**Task item:** In the records below, find the line with "Target: engine nacelle" and the line with "Spot the row". Print both exactly, along with every line between them, and no other line.

[Natural language region descriptions]
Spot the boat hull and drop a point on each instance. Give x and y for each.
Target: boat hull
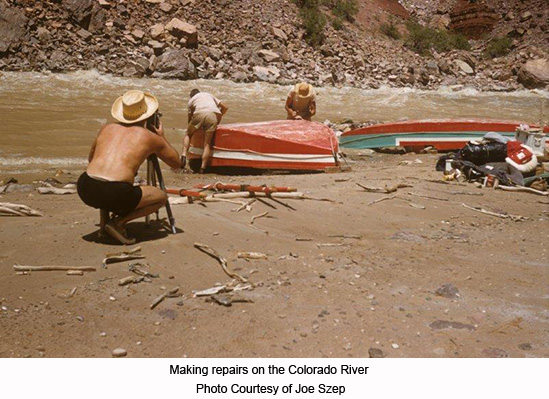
(282, 145)
(444, 135)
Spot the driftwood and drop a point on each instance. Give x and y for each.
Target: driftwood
(218, 197)
(246, 205)
(386, 190)
(515, 218)
(9, 209)
(114, 257)
(261, 215)
(211, 291)
(57, 191)
(354, 236)
(265, 203)
(134, 268)
(285, 205)
(173, 293)
(382, 199)
(222, 288)
(20, 268)
(523, 189)
(251, 255)
(429, 197)
(130, 280)
(222, 261)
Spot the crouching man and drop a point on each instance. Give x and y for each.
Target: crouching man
(115, 157)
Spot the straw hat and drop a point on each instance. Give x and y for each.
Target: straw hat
(304, 90)
(134, 106)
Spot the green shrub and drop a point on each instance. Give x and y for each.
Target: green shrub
(421, 39)
(390, 30)
(345, 9)
(498, 47)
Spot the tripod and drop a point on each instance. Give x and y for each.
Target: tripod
(154, 174)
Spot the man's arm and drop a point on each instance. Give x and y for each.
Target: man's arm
(288, 107)
(223, 108)
(312, 108)
(92, 150)
(165, 151)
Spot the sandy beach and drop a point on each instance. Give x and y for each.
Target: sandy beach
(370, 294)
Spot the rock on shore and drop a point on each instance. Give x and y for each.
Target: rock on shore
(246, 41)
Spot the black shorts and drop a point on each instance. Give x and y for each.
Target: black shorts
(114, 196)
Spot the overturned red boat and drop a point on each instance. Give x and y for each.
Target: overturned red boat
(279, 145)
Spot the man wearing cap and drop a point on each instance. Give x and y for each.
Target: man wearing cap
(115, 157)
(205, 113)
(301, 102)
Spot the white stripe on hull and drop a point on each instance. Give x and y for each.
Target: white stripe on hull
(435, 139)
(250, 156)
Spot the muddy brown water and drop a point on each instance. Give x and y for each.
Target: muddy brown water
(50, 120)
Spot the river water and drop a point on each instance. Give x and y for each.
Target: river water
(50, 120)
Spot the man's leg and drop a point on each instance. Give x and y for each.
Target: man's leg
(187, 141)
(152, 199)
(207, 150)
(104, 217)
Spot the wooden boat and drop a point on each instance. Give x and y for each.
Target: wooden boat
(446, 134)
(281, 145)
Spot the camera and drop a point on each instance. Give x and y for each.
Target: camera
(154, 121)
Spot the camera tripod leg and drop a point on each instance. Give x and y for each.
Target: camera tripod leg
(150, 171)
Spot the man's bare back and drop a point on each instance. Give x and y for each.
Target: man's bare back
(119, 151)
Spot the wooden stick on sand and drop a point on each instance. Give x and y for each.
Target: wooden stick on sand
(222, 261)
(9, 209)
(20, 268)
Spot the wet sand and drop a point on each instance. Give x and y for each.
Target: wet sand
(377, 291)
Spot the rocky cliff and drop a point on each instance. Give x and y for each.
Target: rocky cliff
(246, 40)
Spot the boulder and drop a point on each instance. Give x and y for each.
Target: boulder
(12, 28)
(174, 64)
(268, 55)
(534, 74)
(43, 34)
(464, 67)
(432, 67)
(266, 74)
(157, 30)
(166, 7)
(525, 16)
(279, 34)
(183, 30)
(86, 13)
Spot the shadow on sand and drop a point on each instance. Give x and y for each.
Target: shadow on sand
(142, 232)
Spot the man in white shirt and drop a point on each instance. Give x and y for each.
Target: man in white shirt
(205, 113)
(301, 102)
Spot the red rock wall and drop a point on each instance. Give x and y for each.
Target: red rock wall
(474, 20)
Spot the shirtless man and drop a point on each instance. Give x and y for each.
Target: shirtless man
(116, 155)
(205, 113)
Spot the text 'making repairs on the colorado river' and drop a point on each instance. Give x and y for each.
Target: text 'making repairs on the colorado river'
(301, 388)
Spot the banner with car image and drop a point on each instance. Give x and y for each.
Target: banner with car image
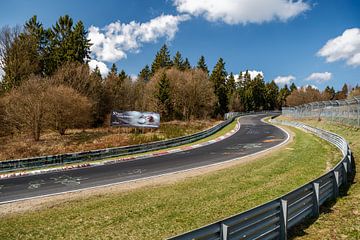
(135, 119)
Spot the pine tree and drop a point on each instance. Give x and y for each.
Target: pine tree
(283, 94)
(329, 93)
(271, 96)
(231, 85)
(80, 43)
(293, 87)
(202, 65)
(163, 97)
(162, 60)
(123, 75)
(218, 77)
(187, 65)
(258, 92)
(145, 74)
(113, 70)
(67, 43)
(22, 53)
(97, 72)
(178, 62)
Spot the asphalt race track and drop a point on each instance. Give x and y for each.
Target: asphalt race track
(253, 136)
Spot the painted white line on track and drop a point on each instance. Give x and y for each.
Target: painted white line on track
(160, 175)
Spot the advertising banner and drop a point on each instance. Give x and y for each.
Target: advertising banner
(135, 119)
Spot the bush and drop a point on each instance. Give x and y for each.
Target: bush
(67, 109)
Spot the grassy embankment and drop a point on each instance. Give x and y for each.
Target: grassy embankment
(21, 146)
(160, 211)
(342, 220)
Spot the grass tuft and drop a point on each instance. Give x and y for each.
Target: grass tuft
(162, 211)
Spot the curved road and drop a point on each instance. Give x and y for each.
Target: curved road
(253, 136)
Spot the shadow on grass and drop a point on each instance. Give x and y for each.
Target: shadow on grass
(84, 137)
(299, 230)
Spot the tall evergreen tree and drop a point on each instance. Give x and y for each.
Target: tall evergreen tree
(258, 92)
(218, 77)
(231, 85)
(21, 53)
(163, 97)
(123, 75)
(68, 43)
(187, 65)
(178, 62)
(202, 65)
(293, 87)
(283, 94)
(329, 93)
(271, 96)
(145, 74)
(162, 60)
(81, 45)
(113, 70)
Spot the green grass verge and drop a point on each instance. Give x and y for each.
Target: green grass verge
(222, 132)
(340, 220)
(162, 211)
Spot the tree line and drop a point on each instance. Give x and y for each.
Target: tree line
(48, 85)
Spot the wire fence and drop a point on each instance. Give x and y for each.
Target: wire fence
(342, 111)
(274, 219)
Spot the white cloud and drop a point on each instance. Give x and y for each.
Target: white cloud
(253, 73)
(112, 43)
(345, 47)
(242, 11)
(284, 79)
(104, 70)
(307, 85)
(320, 77)
(1, 74)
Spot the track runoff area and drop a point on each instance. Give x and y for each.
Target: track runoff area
(254, 136)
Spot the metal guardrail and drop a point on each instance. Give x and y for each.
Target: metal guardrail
(272, 220)
(344, 111)
(61, 159)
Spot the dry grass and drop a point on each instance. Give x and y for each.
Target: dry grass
(161, 211)
(340, 220)
(22, 145)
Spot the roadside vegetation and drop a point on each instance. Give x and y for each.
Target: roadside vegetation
(21, 145)
(340, 220)
(50, 84)
(162, 211)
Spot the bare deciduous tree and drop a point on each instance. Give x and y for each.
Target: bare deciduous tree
(25, 106)
(66, 108)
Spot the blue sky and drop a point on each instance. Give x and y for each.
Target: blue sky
(285, 40)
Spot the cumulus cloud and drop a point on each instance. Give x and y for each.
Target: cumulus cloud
(320, 77)
(1, 74)
(242, 11)
(284, 79)
(115, 40)
(307, 85)
(345, 47)
(253, 74)
(104, 70)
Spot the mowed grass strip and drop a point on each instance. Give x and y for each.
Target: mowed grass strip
(162, 211)
(342, 219)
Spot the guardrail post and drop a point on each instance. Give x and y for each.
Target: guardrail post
(224, 231)
(336, 184)
(316, 205)
(283, 219)
(345, 165)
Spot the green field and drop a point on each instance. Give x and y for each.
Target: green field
(161, 211)
(342, 220)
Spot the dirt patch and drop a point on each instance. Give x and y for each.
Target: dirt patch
(76, 140)
(52, 201)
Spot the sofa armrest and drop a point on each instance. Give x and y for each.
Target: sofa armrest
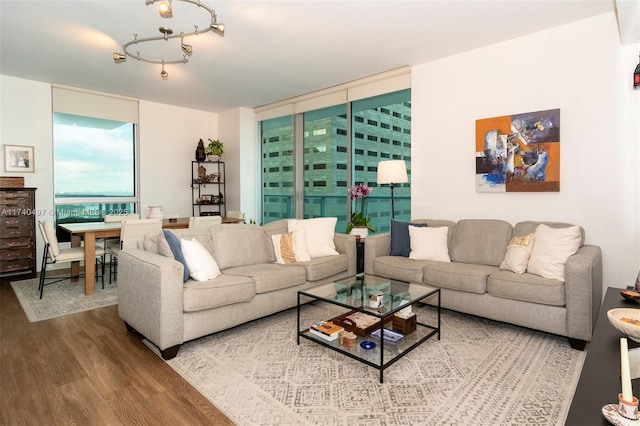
(375, 246)
(346, 244)
(150, 296)
(583, 291)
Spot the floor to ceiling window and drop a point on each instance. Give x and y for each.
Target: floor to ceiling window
(341, 146)
(278, 191)
(93, 168)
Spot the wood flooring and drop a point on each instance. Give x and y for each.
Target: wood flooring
(86, 369)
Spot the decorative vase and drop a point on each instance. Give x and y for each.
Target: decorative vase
(359, 231)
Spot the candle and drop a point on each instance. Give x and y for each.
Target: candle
(625, 372)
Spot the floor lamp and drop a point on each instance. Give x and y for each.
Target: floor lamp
(392, 172)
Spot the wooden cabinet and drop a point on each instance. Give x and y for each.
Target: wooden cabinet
(18, 232)
(208, 188)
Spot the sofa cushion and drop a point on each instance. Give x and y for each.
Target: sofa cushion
(518, 253)
(237, 245)
(480, 241)
(551, 249)
(320, 268)
(399, 268)
(318, 233)
(283, 248)
(526, 287)
(270, 276)
(202, 267)
(399, 244)
(220, 291)
(458, 276)
(429, 243)
(174, 244)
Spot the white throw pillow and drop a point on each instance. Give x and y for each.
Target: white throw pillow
(518, 252)
(283, 247)
(318, 233)
(551, 249)
(202, 266)
(429, 243)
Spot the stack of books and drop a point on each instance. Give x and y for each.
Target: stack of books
(326, 330)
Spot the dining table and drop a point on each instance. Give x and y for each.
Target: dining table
(90, 231)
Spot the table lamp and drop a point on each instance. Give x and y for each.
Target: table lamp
(392, 172)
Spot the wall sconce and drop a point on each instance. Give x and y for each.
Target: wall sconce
(392, 172)
(166, 11)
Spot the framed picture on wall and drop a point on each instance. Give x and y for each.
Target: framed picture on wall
(18, 158)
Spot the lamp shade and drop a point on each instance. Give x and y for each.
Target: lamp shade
(392, 171)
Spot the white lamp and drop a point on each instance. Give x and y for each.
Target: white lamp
(392, 172)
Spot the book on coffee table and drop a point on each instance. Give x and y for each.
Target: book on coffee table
(390, 336)
(327, 328)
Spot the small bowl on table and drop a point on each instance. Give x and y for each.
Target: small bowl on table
(627, 321)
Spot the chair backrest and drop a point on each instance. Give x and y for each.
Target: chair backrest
(204, 222)
(234, 214)
(133, 231)
(110, 218)
(49, 236)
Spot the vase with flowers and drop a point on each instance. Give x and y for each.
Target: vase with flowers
(360, 223)
(214, 150)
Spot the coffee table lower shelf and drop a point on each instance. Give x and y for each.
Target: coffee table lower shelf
(384, 354)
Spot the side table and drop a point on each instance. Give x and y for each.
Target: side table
(599, 382)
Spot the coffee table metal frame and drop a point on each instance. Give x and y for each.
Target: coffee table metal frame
(352, 294)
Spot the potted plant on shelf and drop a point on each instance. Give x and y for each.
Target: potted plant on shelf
(214, 149)
(360, 223)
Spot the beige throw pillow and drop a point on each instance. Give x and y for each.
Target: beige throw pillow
(429, 243)
(551, 249)
(283, 247)
(518, 252)
(202, 266)
(318, 234)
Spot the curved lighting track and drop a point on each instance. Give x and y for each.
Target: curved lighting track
(166, 11)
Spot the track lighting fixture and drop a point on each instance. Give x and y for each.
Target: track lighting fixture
(636, 77)
(166, 11)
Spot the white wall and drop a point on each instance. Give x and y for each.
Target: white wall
(579, 68)
(241, 157)
(168, 139)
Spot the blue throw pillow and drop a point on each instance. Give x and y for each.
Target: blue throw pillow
(174, 245)
(400, 242)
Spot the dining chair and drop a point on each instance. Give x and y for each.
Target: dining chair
(235, 214)
(131, 231)
(111, 245)
(204, 222)
(54, 254)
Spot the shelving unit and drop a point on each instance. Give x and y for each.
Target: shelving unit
(208, 188)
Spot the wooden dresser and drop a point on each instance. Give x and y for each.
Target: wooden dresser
(18, 232)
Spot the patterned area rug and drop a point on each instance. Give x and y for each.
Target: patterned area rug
(61, 298)
(481, 372)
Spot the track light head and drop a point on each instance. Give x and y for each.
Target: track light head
(119, 57)
(163, 74)
(165, 9)
(217, 28)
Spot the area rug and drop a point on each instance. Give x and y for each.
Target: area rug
(61, 298)
(481, 372)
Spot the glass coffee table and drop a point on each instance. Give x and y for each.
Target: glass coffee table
(390, 298)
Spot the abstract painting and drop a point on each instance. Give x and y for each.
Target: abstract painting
(519, 153)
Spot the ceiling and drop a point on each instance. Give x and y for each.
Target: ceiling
(272, 50)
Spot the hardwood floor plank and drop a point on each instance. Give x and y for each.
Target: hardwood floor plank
(86, 369)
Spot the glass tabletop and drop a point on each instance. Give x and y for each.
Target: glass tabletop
(380, 296)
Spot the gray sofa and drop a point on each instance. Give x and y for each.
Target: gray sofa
(153, 300)
(474, 284)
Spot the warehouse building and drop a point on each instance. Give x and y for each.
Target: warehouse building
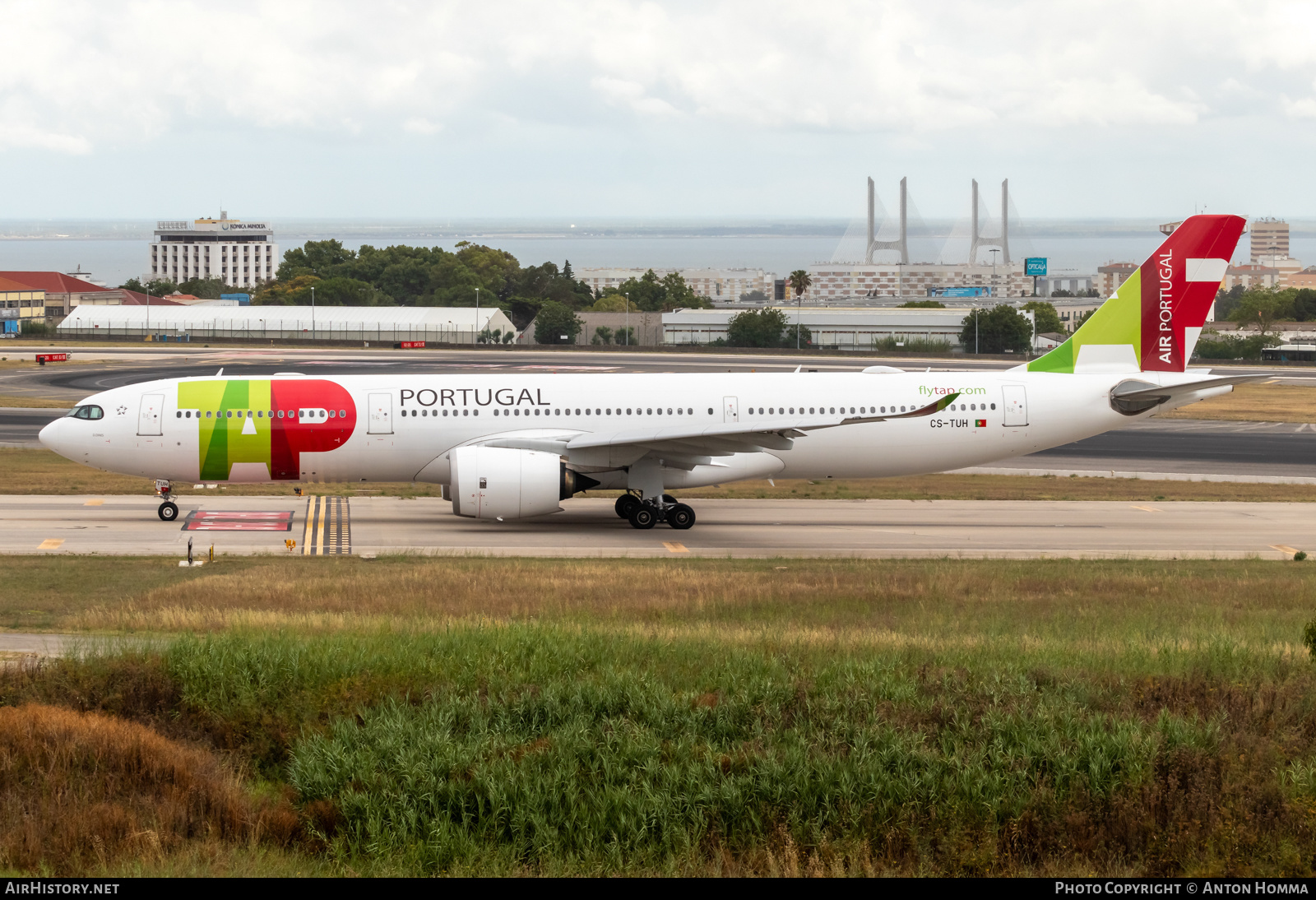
(846, 328)
(366, 324)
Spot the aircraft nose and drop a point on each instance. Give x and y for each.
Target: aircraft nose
(49, 436)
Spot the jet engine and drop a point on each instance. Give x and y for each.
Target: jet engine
(507, 483)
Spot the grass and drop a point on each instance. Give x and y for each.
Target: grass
(531, 716)
(1269, 403)
(45, 472)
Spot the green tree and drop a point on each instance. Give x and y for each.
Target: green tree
(997, 331)
(1045, 316)
(757, 328)
(612, 303)
(207, 289)
(557, 322)
(1263, 309)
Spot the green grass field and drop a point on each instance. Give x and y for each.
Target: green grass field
(526, 716)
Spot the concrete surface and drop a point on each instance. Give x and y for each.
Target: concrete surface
(725, 528)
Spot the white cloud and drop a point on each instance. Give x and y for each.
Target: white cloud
(421, 125)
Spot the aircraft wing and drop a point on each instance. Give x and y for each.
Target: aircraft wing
(695, 445)
(1138, 391)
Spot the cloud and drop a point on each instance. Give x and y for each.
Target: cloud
(421, 125)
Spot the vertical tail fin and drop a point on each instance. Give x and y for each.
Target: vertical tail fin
(1153, 322)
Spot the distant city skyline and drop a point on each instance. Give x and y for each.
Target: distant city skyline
(624, 109)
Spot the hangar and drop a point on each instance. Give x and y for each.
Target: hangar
(382, 324)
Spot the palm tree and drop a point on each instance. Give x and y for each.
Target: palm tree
(800, 283)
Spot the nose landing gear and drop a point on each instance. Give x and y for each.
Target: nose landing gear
(646, 513)
(169, 509)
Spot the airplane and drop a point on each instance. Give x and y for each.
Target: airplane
(510, 447)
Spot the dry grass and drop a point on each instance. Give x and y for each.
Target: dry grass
(82, 791)
(1250, 403)
(45, 472)
(36, 401)
(1096, 607)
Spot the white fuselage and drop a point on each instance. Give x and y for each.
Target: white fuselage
(995, 416)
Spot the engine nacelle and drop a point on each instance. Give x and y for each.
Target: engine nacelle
(507, 483)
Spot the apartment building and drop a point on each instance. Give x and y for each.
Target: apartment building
(237, 253)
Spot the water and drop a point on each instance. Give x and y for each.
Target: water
(115, 259)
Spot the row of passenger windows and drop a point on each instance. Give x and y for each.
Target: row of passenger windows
(651, 411)
(265, 414)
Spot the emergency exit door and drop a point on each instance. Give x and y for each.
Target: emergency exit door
(149, 419)
(381, 414)
(1017, 404)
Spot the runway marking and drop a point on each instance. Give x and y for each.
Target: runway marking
(232, 520)
(328, 528)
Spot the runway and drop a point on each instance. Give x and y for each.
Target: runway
(727, 528)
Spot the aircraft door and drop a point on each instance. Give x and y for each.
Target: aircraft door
(381, 414)
(1017, 404)
(151, 417)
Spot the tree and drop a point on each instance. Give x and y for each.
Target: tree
(206, 289)
(997, 331)
(1045, 316)
(611, 303)
(757, 328)
(557, 324)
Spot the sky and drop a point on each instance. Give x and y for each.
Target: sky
(655, 111)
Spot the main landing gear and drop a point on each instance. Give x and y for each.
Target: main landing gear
(169, 509)
(646, 513)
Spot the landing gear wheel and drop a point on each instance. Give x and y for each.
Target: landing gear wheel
(681, 516)
(642, 517)
(625, 503)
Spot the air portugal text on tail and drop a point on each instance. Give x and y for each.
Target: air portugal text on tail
(515, 445)
(1153, 322)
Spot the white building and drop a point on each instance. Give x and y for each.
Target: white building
(849, 282)
(368, 324)
(243, 254)
(855, 328)
(717, 285)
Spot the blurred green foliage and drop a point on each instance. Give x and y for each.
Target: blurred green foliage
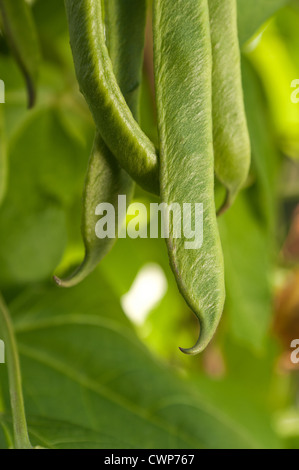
(91, 377)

**Solution for this exercise:**
Target: engine nacelle
(507, 483)
Spot the apartment building and drop a point on each instance. Give x and y for each.
Target: apartment building
(237, 253)
Spot the water and drop a point on each instance. Give x and y for each.
Target: water
(115, 259)
Spot the row of passenger windows and drop a point on each instance. Give x and y for each.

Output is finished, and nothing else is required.